>> Begin RECORDS

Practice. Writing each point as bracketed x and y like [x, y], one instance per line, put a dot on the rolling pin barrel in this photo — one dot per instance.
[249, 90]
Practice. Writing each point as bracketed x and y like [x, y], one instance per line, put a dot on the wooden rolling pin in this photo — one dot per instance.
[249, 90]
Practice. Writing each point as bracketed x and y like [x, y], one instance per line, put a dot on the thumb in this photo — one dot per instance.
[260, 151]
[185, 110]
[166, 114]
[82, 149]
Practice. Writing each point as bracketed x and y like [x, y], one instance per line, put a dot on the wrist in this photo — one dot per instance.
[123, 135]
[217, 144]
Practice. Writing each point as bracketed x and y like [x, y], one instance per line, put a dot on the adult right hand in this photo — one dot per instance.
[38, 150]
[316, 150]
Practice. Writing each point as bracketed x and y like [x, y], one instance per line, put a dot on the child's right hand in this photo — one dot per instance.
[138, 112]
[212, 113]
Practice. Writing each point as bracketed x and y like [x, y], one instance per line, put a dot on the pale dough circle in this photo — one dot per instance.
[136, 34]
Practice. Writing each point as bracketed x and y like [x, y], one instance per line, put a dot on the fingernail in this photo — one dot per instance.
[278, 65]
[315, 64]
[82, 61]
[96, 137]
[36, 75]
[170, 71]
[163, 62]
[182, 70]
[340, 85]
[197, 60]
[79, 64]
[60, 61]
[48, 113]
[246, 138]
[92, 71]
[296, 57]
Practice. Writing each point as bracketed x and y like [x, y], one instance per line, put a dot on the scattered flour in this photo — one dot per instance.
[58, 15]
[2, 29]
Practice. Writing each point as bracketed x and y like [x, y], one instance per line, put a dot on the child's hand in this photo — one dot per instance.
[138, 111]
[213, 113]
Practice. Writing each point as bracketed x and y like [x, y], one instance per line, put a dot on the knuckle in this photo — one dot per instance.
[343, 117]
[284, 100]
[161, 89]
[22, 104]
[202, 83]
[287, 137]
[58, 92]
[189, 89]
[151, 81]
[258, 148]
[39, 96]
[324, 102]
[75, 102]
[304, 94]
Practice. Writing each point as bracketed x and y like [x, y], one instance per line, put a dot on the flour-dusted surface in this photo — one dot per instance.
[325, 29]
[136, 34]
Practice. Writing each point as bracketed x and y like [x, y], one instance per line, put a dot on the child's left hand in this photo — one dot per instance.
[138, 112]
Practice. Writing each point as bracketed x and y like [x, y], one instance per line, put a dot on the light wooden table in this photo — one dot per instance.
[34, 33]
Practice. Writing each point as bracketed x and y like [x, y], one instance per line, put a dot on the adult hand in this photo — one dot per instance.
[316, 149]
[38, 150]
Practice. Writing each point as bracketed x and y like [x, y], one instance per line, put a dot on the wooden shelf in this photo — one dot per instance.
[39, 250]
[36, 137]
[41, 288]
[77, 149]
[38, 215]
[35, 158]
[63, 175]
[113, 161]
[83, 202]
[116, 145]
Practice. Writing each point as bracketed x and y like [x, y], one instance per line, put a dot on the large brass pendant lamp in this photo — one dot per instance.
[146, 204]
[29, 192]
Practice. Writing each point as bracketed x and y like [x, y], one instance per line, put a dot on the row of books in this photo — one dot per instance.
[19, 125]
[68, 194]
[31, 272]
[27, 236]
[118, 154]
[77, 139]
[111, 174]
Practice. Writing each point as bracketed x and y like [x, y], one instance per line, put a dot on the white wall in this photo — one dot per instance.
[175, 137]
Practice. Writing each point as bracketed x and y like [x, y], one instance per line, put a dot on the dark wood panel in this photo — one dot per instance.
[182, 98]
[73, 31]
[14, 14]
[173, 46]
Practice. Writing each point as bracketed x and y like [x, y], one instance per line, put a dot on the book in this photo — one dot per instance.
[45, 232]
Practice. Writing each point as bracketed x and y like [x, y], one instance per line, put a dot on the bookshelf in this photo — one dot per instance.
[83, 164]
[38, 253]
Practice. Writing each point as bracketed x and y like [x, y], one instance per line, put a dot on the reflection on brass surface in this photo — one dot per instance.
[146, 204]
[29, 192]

>> End RECORDS
>> Begin RECORDS

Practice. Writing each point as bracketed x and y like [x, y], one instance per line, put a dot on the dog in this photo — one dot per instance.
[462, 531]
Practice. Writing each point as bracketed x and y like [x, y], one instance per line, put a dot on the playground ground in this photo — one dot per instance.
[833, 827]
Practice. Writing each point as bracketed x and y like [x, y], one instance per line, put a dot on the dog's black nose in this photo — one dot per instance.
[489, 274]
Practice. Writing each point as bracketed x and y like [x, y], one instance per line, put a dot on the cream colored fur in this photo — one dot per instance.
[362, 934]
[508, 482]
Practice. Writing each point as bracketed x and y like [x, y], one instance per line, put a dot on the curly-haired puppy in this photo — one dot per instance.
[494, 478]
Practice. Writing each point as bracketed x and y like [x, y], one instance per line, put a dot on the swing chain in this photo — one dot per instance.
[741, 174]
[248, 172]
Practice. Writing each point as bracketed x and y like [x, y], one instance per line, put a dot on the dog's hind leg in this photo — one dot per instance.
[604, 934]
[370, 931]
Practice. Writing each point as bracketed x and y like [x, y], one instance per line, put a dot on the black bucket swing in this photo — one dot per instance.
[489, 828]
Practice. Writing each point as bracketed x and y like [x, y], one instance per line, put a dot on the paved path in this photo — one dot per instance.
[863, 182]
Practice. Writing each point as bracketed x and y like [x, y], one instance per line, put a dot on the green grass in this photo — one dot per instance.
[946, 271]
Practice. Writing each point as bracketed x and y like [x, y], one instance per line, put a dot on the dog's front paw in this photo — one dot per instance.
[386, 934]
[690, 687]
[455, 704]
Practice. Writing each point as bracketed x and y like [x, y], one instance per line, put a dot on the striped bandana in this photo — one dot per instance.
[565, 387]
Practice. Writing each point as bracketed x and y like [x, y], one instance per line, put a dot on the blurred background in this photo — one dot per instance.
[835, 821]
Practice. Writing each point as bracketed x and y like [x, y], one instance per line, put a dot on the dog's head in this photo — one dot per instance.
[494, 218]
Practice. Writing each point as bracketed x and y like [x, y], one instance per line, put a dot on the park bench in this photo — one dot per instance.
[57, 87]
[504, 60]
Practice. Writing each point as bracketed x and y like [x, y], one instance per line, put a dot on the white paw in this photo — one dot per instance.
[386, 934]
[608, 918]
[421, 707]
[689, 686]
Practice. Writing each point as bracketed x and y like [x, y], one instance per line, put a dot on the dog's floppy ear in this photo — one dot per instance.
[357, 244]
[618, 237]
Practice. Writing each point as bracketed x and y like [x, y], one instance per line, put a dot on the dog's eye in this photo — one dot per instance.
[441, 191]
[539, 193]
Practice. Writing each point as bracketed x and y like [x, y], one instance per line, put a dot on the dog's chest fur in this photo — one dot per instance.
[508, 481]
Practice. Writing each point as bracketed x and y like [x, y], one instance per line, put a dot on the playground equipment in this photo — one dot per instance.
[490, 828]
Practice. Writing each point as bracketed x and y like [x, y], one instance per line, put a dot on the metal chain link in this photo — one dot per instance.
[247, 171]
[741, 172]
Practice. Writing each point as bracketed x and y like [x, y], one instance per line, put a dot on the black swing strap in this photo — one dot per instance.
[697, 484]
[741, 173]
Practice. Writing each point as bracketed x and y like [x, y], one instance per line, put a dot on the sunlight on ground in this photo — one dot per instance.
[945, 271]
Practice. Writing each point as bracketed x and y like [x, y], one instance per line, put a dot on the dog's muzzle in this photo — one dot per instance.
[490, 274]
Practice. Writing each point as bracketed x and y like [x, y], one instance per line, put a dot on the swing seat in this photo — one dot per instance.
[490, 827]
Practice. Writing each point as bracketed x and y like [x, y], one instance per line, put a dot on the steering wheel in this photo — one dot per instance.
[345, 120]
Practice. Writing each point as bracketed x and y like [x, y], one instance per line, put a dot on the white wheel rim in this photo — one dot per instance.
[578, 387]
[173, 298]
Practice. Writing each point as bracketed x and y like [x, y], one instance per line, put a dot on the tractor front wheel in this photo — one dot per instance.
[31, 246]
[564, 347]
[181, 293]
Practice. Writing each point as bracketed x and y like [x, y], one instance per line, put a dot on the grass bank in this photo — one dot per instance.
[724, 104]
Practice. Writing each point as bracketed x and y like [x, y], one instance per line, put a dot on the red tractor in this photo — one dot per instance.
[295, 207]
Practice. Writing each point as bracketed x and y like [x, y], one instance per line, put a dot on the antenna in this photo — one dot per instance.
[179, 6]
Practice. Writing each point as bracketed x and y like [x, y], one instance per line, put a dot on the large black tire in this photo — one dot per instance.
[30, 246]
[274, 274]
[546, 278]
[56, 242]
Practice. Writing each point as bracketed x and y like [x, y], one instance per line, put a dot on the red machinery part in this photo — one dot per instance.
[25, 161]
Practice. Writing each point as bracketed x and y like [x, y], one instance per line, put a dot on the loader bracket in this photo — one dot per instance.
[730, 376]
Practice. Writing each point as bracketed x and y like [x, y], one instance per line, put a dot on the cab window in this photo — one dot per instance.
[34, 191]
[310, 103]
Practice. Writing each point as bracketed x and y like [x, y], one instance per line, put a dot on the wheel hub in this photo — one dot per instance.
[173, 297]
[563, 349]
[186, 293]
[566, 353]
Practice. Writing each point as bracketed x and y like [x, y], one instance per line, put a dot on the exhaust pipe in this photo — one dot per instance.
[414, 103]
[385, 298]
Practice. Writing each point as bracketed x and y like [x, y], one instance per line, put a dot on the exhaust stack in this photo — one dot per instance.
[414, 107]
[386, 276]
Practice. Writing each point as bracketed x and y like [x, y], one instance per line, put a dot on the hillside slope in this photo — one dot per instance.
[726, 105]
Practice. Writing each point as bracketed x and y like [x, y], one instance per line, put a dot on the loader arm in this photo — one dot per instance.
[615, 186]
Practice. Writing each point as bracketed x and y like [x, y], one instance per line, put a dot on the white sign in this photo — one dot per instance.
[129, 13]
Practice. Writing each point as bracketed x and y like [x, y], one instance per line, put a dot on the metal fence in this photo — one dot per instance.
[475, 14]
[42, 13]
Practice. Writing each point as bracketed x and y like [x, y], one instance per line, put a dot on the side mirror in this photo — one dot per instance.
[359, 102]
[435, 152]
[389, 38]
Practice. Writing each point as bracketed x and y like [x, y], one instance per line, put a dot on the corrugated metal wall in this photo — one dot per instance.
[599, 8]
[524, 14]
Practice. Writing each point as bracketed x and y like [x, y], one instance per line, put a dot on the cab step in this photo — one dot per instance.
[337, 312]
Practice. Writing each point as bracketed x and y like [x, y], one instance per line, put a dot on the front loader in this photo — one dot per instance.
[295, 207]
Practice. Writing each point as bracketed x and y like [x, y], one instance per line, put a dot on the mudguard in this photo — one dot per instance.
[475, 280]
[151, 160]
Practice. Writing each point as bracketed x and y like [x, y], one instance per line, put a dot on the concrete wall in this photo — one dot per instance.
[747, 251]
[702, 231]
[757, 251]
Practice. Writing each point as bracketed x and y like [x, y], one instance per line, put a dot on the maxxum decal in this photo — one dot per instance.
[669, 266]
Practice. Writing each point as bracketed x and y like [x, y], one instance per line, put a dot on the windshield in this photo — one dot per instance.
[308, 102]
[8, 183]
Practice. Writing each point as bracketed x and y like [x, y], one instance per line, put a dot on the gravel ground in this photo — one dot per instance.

>> End RECORDS

• OBJECTIVE: Pull out every row above that contains the string "loader", and copy each one in full. Case counts, so match only that exact capitalization.

• WRITTEN REPLY:
Practice. Writing each point as bracketed x and y like [x, y], one instance per line, put a dot on the loader bracket in this photo — one dot per instance.
Practice. Writing each point as bracketed x and y like [x, y], one instance per line, put a dot on the loader arm in this photo — one dot per instance.
Practice. Writing each point as bracketed x and y like [x, y], one instance per line, put a dot on the front loader in this photo — one dot per instance.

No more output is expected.